[Rows of box annotation data]
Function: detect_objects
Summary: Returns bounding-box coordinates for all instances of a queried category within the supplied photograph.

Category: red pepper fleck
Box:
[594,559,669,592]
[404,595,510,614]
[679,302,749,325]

WHAT YOU NEED TO DO
Rename "red pepper fleck" to "chili flake" throughout the records, and reproduce everything else unchanged.

TASK RESPONSE
Function: detect_objects
Summary: Returns bounding-box coordinates for all instances of a queried category within the supplied photograph.

Category: chili flake
Box:
[594,559,669,592]
[404,595,510,614]
[679,302,749,325]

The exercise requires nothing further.